— INSTRUCTIONS FOR THE TASK —
Set down the data below once more, precisely as it reads.

(Entries taken from a collection)
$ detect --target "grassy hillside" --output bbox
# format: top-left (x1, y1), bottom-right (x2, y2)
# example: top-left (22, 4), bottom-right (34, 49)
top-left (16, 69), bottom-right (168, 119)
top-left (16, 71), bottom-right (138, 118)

— WRITTEN RESPONSE —
$ detect --target "grassy hillside" --output bbox
# format: top-left (x1, y1), bottom-right (x2, y2)
# example: top-left (22, 4), bottom-right (34, 49)
top-left (16, 69), bottom-right (168, 119)
top-left (16, 71), bottom-right (138, 118)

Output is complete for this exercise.